Supplied information: Begin
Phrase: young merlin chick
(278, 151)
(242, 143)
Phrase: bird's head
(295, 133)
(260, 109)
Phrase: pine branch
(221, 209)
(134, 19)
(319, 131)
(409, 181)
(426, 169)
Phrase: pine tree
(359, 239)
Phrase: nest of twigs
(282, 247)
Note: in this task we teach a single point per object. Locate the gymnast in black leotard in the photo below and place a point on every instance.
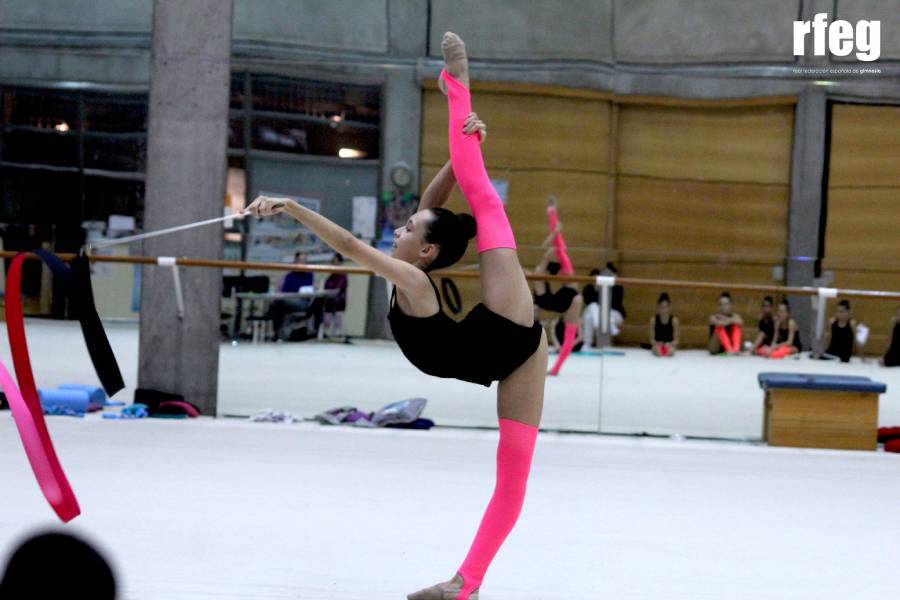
Supplied information: End
## [Work instructions]
The listing above should be repeated word for word, pictures removed.

## [Output below]
Phrase: young merlin chick
(278, 151)
(242, 143)
Phrase: bird's head
(295, 133)
(260, 109)
Phrase: pine branch
(221, 209)
(134, 19)
(319, 131)
(409, 181)
(426, 169)
Phrase: pine tree
(359, 239)
Phrase: nest of twigs
(282, 247)
Note: in this task we teach a single point per object. Locate the gymnast in black leotard in the photo below and place a point on every instance.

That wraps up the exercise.